- [Goal a]:
Convert the listing that follows the forum thread into a JSON list of strings, one string per line, leaving out blank lines.

- [Document]:
— BEGIN —

# Photo being used for Promotional use without consent



## Epiphany (Sep 29, 2017)

Ok, no idea how to handle this.  I am a hobby photographer currently, would love to work on becoming professional.

Anyway, my in-laws own a hobby farm.  They raise grass fed beef cattle and belong to a state organization of farmers that do the same.  While visiting their farm I went out and photographed some of their herd.  I, being their daughter-in- law sent them a photo I thought they would enjoy.  In turn, it was passed on to this organization.  At this point the organization is using my photo on printed brochure, website and have made it into a banner for trade shows  without my consent.  What do i do?  I don't want my image to continue being reproduced without consent.  I have had several people approach me prior to this to have copies made into canvases.  I thought of maybe selling a copy in a local boutique.
Kind of feel violated.

P.S.  Do I see just any small business attorney to get a print release written up for future photography business?  Are there attorney's that have backgrounds or specialties dealing with photography business?


----------



## Cody'sCaptures (Sep 29, 2017)

I'd work up a price for licencing (including back pay) and contact the company. They might not realize what they are doing is wrong. You created the image and own the copyright of the photo even if its not registered. Personally i would take the soft route first, as this become an avenue for you to become "pro". If they want to play hard ball you might end up needing a attorney to send a strongly worded cease and desist letter or more. That's just IMHO but there is some actual professionals here with much better info/experience that will hopefully chime in.


----------



## Braineack (Sep 29, 2017)

this is worth persuing.


----------



## Designer (Sep 29, 2017)

Epiphany said:


> What do i do?


Send them a bill.

Itemize it with a certain amount for the print, an amount for the website, and an amount for the banner. (be sure to find out how many of each). i.e.: how many brochures in the first print run, how many views the website gets, and how many banners were made.  Write it out as; ($o much for print x #, etc.)  Make it look professional, and send it via registered mail. 

Also, make a preliminary contact with an attorney so he will know what is coming.

If you feel angry now, make it a sizable amount.  If you just want to be paid, make it for a reasonable amount.  Give them 30 days to respond, and wait for the phone to ring.

— END —

- [Data excerpts]:
— BEGIN —

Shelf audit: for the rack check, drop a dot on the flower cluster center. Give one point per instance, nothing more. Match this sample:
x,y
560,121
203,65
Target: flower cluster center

— END —

- [Goal b]:
Extend the forum thread above about the farming organization's unauthorized use of the cattle photo, picking up after its final post.

- [Answer a]:
[
  "Shelf audit: for the rack check, drop a dot on the flower cluster center. Give one point per instance, nothing more. Match this sample:",
  "x,y",
  "560,121",
  "203,65",
  "Target: flower cluster center"
]

- [Answer b]:
Meanwhile, tell your in-laws what you're doing so they aren't surprised.


----------



## tirediron (Sep 29, 2017)

Before you run out and lawyer up; how did they get the image?  Your description sounds to me like it may have been passed to them innocently by your in-laws, who likely don't understand copyright.  Depending on how large an organization is, they may or may not have people who understand copyright either.  Now, none of that excuses their action, but it could be seen as a mitigating circumstance.  Many people genuinely believe that if you give them a print or digital, they own the photograph.  So...

First of all:  Is the organization worth going after financially?  Many of these producers promotional groups don't have a lot of money behind them, so even if you get a judgment, you cant can't get blood out of a stone.  Is there a way that you can turn this into a win?  I would approach them with a, "Hey... I see you're getting a lot of mileage out of that image.  That's great... unfortunately <whomever> didn't actually have the right to send it to you.  Rather than fighting over costs, could we talk about future work for the organization?" 

Often it's better to sacrifice something small for larger gain later.  Now, if there's no potential for gain, and/or if they get all cranky with you, THEN drop the gloves.


----------



## Braineack (Sep 29, 2017)

Ugh, so reasonable...


----------



## KmH (Sep 29, 2017)

Cody'sCaptures said:


> I'd work up a price for licencing (including back pay) and contact the company.


Absolutely the worst thing to do, because it locks you, legally, into a dollar amount.

Help! I've Been Infringed! |


----------



## KmH (Sep 29, 2017)

Cody'sCaptures said:


> I'd work up a price for licencing (including back pay) and contact the company.


.


Designer said:


> Send them a bill.


Absolutely the worst thing to do.
There may be *more* un-authorized uses by them you have not yet detected.
Here's what a qualified attorney says you need to do:
Help! I've Been Infringed! |


----------



## Epiphany (Nov 25, 2017)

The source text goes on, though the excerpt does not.